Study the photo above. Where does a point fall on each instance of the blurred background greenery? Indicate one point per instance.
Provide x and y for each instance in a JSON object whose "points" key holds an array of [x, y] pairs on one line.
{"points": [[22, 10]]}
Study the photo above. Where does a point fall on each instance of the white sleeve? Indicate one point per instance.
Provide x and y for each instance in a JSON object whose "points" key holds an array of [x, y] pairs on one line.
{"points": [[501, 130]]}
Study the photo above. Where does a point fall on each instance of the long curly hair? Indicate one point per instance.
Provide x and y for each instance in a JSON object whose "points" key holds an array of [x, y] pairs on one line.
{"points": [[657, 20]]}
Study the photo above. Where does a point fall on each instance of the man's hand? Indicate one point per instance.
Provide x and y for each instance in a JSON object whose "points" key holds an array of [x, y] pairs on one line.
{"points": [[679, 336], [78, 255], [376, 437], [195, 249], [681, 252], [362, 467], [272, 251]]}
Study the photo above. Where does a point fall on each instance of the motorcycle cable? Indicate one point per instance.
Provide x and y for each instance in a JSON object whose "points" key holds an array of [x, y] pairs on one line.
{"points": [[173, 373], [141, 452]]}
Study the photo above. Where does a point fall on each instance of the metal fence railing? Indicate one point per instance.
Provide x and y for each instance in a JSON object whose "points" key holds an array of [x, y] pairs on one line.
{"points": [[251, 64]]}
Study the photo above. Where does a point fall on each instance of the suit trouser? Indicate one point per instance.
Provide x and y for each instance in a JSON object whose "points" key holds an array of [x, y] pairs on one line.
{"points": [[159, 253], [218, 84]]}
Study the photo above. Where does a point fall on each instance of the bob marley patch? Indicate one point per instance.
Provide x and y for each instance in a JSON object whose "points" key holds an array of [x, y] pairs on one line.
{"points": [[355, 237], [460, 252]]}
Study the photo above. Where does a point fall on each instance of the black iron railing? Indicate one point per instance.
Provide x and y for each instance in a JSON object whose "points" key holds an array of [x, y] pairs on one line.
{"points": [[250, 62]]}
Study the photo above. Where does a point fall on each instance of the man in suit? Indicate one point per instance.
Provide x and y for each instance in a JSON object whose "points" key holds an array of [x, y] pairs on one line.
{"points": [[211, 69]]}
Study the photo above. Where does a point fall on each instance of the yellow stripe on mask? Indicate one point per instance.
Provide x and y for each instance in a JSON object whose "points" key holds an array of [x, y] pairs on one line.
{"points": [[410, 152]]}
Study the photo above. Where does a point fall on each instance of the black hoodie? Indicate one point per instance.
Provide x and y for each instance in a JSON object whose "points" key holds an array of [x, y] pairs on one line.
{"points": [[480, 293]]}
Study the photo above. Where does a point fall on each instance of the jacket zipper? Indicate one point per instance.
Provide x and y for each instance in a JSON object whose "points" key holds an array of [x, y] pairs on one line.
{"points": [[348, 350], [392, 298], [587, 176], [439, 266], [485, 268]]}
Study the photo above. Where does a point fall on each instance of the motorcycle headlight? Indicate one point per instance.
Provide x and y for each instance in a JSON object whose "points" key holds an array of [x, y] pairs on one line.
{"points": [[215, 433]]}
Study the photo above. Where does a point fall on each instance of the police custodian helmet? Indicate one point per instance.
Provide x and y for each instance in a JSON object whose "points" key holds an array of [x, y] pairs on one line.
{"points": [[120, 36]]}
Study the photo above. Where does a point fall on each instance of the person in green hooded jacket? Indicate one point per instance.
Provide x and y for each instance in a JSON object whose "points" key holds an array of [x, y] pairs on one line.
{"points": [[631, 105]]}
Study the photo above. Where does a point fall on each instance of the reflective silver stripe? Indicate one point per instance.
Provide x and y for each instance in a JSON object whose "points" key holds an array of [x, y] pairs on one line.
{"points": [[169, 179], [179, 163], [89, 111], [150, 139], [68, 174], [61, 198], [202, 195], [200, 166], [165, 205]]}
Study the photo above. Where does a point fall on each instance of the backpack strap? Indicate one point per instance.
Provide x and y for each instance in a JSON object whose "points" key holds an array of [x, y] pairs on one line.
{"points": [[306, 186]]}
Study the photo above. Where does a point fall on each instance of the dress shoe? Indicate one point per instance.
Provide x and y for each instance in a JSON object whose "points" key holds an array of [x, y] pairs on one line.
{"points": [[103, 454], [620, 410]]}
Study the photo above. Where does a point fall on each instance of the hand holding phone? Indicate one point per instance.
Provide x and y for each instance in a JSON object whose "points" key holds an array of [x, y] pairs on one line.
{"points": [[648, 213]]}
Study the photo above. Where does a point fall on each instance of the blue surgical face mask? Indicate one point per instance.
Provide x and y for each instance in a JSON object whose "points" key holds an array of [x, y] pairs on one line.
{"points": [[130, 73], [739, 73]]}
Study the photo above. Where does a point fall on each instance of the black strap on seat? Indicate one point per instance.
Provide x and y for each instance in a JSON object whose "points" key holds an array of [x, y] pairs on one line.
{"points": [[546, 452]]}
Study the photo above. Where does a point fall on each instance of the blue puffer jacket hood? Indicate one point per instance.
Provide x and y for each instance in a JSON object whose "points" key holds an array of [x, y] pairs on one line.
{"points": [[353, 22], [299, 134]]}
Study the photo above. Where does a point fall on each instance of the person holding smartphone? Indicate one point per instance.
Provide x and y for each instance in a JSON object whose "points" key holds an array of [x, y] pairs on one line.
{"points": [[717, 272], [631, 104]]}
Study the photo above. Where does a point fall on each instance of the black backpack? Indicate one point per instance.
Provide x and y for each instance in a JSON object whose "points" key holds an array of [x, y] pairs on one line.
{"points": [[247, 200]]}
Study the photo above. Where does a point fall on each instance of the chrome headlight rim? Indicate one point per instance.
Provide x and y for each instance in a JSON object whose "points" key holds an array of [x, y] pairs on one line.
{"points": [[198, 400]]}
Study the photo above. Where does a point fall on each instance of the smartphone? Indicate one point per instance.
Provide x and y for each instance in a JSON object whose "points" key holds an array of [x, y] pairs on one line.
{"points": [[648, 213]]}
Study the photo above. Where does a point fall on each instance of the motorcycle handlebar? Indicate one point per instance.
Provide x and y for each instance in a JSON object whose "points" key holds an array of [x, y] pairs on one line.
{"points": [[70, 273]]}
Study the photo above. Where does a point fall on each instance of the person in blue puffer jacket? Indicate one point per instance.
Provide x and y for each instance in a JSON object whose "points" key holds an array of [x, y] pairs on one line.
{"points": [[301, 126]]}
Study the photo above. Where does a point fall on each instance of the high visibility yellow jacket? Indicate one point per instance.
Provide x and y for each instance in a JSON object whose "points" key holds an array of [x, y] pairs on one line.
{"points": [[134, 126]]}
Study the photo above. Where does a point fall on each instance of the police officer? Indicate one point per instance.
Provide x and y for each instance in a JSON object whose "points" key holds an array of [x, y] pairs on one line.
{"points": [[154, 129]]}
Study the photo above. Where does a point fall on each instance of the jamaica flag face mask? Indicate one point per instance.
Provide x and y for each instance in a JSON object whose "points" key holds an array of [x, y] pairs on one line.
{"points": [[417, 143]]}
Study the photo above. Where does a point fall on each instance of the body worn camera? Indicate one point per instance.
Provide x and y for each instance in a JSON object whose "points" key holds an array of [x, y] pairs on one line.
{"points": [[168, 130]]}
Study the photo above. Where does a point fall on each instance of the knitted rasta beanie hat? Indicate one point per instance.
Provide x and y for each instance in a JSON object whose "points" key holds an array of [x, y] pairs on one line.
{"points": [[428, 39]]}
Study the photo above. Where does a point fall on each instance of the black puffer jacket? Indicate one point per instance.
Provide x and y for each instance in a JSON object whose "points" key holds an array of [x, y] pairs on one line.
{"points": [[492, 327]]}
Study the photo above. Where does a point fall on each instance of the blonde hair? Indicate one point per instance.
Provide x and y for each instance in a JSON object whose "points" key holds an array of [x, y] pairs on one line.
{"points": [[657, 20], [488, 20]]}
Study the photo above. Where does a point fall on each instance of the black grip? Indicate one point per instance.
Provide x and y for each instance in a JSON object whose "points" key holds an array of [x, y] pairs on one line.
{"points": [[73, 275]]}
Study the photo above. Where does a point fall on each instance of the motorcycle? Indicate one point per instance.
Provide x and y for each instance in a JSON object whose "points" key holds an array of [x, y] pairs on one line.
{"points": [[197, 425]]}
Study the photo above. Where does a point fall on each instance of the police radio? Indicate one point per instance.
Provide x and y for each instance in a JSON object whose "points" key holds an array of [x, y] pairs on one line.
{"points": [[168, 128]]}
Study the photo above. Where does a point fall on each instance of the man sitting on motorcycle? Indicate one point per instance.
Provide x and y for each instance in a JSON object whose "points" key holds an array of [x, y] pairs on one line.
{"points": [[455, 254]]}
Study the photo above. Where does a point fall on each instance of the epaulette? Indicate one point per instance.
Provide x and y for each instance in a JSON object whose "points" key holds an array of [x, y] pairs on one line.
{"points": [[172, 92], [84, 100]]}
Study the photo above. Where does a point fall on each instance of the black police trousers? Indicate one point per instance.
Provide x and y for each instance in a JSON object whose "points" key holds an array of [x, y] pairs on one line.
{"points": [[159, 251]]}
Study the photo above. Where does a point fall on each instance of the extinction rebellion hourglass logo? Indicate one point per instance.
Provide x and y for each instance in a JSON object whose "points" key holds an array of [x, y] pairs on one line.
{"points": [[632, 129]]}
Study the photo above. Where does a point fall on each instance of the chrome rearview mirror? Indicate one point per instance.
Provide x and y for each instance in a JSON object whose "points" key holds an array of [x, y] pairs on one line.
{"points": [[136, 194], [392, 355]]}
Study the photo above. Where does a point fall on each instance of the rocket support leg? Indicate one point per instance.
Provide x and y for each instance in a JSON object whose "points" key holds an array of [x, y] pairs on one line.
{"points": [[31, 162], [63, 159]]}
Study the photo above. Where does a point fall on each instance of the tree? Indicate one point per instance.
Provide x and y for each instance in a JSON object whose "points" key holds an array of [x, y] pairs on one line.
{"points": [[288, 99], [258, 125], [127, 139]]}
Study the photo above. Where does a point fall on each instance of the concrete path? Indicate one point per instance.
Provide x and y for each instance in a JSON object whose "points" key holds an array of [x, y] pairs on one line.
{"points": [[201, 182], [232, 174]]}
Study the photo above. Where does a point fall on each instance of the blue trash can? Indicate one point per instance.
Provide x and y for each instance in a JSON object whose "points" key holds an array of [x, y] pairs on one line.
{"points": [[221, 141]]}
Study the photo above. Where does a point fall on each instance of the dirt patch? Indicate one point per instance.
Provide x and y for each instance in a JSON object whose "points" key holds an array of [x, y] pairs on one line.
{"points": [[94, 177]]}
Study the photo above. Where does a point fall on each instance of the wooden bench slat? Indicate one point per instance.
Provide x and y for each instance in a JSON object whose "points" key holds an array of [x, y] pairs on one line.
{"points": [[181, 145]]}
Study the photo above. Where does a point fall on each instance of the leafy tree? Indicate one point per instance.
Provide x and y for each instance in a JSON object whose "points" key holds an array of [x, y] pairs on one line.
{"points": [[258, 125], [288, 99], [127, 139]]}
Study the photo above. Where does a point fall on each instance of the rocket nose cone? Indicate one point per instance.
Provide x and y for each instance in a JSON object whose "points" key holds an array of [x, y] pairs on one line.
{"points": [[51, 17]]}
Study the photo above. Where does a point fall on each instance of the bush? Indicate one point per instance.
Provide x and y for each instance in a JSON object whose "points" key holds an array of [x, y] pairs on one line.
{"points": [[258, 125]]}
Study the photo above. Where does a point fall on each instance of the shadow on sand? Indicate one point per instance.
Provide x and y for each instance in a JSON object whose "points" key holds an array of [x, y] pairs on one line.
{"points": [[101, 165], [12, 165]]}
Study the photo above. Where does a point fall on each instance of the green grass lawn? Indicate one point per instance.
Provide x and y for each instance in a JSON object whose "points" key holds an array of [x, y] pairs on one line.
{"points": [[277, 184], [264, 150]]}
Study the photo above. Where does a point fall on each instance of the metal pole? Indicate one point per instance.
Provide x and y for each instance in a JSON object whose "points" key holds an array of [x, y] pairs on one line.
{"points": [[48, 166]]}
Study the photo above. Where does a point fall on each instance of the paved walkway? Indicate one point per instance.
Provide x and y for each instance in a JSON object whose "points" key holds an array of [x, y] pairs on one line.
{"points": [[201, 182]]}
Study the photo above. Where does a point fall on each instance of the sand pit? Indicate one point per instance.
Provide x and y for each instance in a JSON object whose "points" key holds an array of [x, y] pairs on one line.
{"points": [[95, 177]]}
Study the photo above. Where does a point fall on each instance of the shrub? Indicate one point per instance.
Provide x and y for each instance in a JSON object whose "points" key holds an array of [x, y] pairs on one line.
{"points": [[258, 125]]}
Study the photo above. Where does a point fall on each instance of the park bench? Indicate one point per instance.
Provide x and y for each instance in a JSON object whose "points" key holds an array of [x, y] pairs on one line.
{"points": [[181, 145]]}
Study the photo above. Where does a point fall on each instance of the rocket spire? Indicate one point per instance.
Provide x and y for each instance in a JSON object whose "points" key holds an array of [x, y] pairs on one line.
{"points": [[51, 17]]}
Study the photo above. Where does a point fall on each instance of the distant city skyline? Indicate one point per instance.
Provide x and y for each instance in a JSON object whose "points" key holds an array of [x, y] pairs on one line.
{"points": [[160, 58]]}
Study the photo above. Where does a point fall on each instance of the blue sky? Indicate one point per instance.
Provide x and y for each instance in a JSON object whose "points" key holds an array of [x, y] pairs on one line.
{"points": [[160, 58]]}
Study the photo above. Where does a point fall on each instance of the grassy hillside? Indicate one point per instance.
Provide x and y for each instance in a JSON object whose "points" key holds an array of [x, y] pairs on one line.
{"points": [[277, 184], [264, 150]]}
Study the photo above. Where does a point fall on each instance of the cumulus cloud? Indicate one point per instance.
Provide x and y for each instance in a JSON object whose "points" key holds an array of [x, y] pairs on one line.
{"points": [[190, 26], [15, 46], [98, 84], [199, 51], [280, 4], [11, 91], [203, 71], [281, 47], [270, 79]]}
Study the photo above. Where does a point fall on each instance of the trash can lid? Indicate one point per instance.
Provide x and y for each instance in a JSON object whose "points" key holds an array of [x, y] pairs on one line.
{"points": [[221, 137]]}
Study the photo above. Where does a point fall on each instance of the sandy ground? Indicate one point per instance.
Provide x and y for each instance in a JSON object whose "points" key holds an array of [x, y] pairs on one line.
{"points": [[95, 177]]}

AIM => Begin with the line that contains "sky? Indicate one point per instance." and quote each line after it exactly, stopping after the last line of the data.

RESPONSE =>
Study the photo above. Where does a point fall on each instance of the blue sky? Indicate one point per instance.
Provide x and y for each instance in a JSON object whose "points" key holds an array of [x, y] pairs on one line.
{"points": [[160, 58]]}
Study the photo above. Where does a point fall on each instance of the grassy hillside? Indicate one point per instance.
Provide x and y for each instance in a JSON object whose "points" key holds an array of [x, y] pairs on one line.
{"points": [[277, 184], [264, 150]]}
Study the photo above. Where does a point fall on each instance of the cumulus cloud? Indicate one point per instance.
Provide x and y for each instance in a JSON object whose "points" key holds an array of [x, y] pairs on one line.
{"points": [[190, 26], [15, 46], [98, 84], [199, 51], [280, 4], [11, 91], [203, 71], [281, 47], [270, 79]]}
Study the photo above. Where does a point fall on each instance of the trash can lid? Indicate one point per instance.
Provide x and y for each instance in a JSON object whose "points" key holds an array of [x, y] pairs on one line.
{"points": [[221, 137]]}
Study the photo above. Where does a point fall on each instance of the sandy ground? Indicate one point per instance.
Provide x and y for each instance in a JSON object whose "points" key holds an array of [x, y] pairs on one line.
{"points": [[95, 177]]}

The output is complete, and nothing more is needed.